#### Problema da risolvere:
Per favore, scrivi il seguito del testo sulla guarigione del lebbroso, a partire dalla sua ultima frase.

#### Blocco di testo:

Vi è un secondo atteggiamento singolare ed inspiegabile: Gesù giunge a cacciar via il lebbroso appena risanato ammonendolo a non divulgare il fatto, ma di adempiere gli obblighi previsti dalla legge: andare dai sacerdoti incaricati di accertare la guarigione e offrire un sacrificio per la purificazione. L’adempimento di queste pratiche permetteva il reinserimento sociale. Però la gioia del risanato è talmente grande che non può trattenersi dall’annunciare a tutti la guarigione. Gesù teme invece le conseguenze della diffusione della notizia per gli equivoci che può suscitare. Questo lo porta a scegliere luoghi deserti per evitare incontri, che tuttavia avvengono. Egli è molto preoccupato che il significato del suo gesto sia frainteso.

Record di dati
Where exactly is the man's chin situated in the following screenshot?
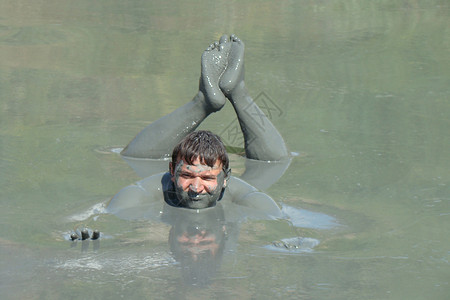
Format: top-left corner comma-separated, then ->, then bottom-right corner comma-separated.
185,199 -> 216,209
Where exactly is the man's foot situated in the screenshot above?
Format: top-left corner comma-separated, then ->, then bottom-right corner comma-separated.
200,35 -> 231,112
219,34 -> 245,96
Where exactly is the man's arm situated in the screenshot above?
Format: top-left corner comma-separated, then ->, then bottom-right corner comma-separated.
220,35 -> 289,161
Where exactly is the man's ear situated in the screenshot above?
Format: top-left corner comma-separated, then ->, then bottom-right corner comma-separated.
223,168 -> 231,187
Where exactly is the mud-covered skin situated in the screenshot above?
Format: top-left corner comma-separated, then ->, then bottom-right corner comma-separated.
173,160 -> 226,209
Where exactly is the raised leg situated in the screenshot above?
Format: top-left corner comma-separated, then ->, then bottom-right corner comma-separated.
121,36 -> 231,158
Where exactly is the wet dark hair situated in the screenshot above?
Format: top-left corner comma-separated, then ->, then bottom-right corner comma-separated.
172,130 -> 229,170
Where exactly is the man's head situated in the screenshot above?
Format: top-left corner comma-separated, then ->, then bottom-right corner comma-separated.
170,131 -> 230,209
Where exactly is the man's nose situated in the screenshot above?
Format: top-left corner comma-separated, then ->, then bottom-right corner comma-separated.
189,177 -> 203,193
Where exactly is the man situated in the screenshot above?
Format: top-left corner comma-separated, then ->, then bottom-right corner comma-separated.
107,35 -> 289,218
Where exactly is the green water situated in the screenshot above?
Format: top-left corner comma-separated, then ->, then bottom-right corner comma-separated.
0,0 -> 450,299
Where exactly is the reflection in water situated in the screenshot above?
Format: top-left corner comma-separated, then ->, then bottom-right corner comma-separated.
163,205 -> 229,286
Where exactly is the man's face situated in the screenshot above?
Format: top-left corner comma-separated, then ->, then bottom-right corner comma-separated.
171,158 -> 226,209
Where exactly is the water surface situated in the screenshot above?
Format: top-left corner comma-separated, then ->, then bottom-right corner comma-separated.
0,0 -> 450,299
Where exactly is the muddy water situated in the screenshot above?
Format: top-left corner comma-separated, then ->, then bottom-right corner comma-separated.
0,1 -> 450,299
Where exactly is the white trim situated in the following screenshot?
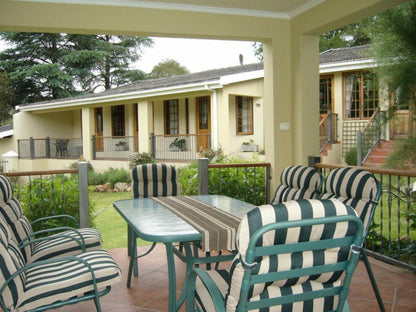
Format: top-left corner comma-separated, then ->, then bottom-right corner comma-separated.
289,0 -> 326,18
16,80 -> 222,112
319,59 -> 377,74
220,69 -> 264,86
14,0 -> 290,19
0,130 -> 14,139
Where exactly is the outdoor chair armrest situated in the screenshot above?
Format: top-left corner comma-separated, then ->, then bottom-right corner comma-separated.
186,268 -> 225,312
31,214 -> 79,228
19,227 -> 86,252
0,256 -> 99,312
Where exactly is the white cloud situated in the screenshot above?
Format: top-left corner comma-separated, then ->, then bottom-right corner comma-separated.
135,38 -> 259,73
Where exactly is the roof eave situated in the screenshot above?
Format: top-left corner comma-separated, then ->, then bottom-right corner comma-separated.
17,80 -> 222,112
319,59 -> 377,74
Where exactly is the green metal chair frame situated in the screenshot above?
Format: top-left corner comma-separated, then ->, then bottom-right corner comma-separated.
127,164 -> 181,280
320,167 -> 386,312
186,200 -> 363,312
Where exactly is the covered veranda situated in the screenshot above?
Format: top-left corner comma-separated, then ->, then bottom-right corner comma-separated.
57,244 -> 416,312
0,0 -> 406,189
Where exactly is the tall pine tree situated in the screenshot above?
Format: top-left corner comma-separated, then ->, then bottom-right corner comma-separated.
0,32 -> 153,105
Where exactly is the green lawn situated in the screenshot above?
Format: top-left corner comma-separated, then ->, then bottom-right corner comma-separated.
89,192 -> 154,249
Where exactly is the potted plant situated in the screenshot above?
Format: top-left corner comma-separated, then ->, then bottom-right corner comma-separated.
115,141 -> 129,151
169,138 -> 186,151
241,140 -> 258,152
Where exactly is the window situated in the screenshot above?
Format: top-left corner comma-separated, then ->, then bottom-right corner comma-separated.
236,96 -> 253,135
111,105 -> 126,136
164,100 -> 179,134
319,76 -> 333,115
344,72 -> 379,119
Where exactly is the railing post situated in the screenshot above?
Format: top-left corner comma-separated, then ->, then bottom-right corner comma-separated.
357,131 -> 363,167
78,161 -> 90,228
29,137 -> 35,159
150,133 -> 156,159
264,166 -> 271,204
46,137 -> 51,158
328,109 -> 334,143
198,158 -> 209,195
92,135 -> 97,160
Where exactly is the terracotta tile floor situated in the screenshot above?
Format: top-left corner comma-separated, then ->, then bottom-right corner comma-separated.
57,245 -> 416,312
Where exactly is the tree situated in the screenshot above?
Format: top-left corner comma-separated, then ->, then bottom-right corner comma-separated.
0,32 -> 152,105
0,72 -> 14,126
149,59 -> 189,79
371,1 -> 416,167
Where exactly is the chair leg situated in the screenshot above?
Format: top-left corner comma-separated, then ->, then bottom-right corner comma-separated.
361,249 -> 386,312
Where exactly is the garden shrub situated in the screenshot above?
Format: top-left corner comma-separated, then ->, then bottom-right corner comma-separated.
345,147 -> 357,166
88,168 -> 130,187
129,153 -> 155,168
178,158 -> 266,205
15,175 -> 94,231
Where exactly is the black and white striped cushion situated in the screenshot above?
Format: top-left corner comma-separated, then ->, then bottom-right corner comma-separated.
227,199 -> 356,311
321,168 -> 380,229
271,166 -> 322,204
16,250 -> 121,311
131,164 -> 181,198
0,175 -> 102,262
0,217 -> 121,312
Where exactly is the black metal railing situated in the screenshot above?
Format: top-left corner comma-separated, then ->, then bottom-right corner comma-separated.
151,134 -> 211,160
17,137 -> 82,159
2,162 -> 90,227
357,108 -> 382,166
319,110 -> 338,152
198,158 -> 270,205
92,136 -> 139,160
316,164 -> 416,271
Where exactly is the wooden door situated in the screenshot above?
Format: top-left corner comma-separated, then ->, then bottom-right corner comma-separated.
196,96 -> 211,151
95,107 -> 104,152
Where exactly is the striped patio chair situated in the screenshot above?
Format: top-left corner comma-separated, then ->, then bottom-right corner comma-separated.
321,167 -> 385,311
0,217 -> 121,312
0,175 -> 102,263
127,164 -> 182,276
131,164 -> 181,198
271,165 -> 323,204
186,199 -> 363,312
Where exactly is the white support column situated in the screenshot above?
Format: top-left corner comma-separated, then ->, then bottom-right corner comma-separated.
137,101 -> 153,153
211,90 -> 218,150
82,107 -> 95,161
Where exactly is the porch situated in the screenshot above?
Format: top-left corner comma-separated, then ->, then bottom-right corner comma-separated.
18,133 -> 211,161
57,244 -> 416,312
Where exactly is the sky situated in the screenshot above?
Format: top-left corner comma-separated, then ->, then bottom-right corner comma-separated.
0,38 -> 259,73
135,38 -> 259,73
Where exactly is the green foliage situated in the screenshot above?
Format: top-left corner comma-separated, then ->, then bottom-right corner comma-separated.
0,32 -> 153,105
371,1 -> 416,103
344,147 -> 357,166
149,60 -> 189,79
15,175 -> 94,230
199,147 -> 226,163
386,136 -> 416,169
129,152 -> 155,168
178,158 -> 266,205
0,72 -> 14,125
88,168 -> 130,187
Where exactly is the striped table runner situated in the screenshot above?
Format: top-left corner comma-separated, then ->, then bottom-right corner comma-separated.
152,196 -> 241,251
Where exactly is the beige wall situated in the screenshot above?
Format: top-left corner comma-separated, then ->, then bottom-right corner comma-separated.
0,0 -> 405,188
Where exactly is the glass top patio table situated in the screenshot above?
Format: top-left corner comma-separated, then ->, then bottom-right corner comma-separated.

#### Risultato:
La guarigione del lebbroso è espressione della misericordia divina che si fa incontro ai mali dell’uomo, fisici e morali: il lebbroso è forse la massima espressione di emarginazione esercitata nella società antica. Ora Gesù, alla vista del lebbroso, si avvicina e guarisce mosso da grande compassione. La prima meraviglia riguarda non l’aspetto di portento, ma la misericordia manifestata da Gesù, che siamo chiamati ad imitare, per mutare i nostri criteri di riferimento, imperniati sul prestigio e sulla potenza. Rimane classico l’esempio di S. Francesco che, dopo aver incontrato il lebbroso, fu indotto ad un cambiamento radicale. Scriveva nel suo Testamento nel 1226, poco prima di morire: “Essendo io peccatore, mi sembrava cosa troppo amara vedere i lebbrosi e il Signore stesso mi condusse da loro ed usai ad essi misericordia. Allontanandomi dai lebbrosi, ciò che mi sembrava amaro, fu cambiato in dolcezza”.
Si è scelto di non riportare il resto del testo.